**Exercise aim:**
Return each line of the data below that contains the word "goal". Case matters.

**Available records:**
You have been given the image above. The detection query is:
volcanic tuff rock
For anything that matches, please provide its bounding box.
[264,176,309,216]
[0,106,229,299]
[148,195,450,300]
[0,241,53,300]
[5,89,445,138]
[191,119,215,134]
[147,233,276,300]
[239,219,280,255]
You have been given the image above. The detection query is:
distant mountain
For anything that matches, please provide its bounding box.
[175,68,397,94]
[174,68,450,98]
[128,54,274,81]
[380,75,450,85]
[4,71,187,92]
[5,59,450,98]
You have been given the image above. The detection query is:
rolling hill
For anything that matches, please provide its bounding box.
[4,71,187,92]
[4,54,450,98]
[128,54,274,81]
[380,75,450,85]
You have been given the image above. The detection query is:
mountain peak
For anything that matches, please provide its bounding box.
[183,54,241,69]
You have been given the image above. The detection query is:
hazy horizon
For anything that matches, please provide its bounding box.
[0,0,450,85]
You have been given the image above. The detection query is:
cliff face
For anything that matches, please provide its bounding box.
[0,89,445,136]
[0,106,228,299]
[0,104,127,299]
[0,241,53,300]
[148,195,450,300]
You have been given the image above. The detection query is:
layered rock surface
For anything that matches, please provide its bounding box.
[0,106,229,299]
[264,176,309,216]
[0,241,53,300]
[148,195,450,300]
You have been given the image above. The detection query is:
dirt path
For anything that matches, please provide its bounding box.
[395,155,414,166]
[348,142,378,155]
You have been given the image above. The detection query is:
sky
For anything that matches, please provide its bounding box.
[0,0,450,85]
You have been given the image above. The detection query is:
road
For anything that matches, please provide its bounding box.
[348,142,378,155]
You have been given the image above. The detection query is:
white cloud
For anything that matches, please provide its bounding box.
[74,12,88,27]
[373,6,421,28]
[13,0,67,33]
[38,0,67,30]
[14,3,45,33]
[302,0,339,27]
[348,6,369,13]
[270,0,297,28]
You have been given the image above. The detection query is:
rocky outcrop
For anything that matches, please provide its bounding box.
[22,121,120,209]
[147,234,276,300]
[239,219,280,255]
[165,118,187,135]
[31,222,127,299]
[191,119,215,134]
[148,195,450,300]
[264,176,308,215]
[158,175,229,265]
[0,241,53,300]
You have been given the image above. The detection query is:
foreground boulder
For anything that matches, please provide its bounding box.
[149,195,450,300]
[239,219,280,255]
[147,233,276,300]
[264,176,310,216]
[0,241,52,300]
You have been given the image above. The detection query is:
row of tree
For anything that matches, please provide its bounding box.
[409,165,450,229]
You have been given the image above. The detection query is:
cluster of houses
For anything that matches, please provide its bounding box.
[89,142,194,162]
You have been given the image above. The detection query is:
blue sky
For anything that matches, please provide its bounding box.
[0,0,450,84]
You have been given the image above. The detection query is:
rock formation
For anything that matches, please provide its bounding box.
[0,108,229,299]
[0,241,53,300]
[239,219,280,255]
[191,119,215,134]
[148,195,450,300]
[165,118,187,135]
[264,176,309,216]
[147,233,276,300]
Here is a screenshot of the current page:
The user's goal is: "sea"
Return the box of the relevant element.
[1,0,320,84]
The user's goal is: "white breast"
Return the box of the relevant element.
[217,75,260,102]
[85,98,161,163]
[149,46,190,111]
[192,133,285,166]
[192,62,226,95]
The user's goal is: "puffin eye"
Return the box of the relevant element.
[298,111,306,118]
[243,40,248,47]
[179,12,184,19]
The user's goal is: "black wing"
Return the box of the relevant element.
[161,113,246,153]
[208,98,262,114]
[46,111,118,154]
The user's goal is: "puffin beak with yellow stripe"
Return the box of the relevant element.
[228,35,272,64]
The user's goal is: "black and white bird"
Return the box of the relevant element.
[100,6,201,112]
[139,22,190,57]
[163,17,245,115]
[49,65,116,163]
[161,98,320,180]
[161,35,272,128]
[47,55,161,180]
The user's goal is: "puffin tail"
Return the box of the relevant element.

**Output for this exercise:**
The user's goal is: "sea"
The user's goal is: "white breast"
The user's goal is: "puffin eye"
The user's goal is: "black wing"
The user's goal is: "puffin beak with yellow stripe"
The user's goal is: "black and white bird"
The user's goal is: "puffin tail"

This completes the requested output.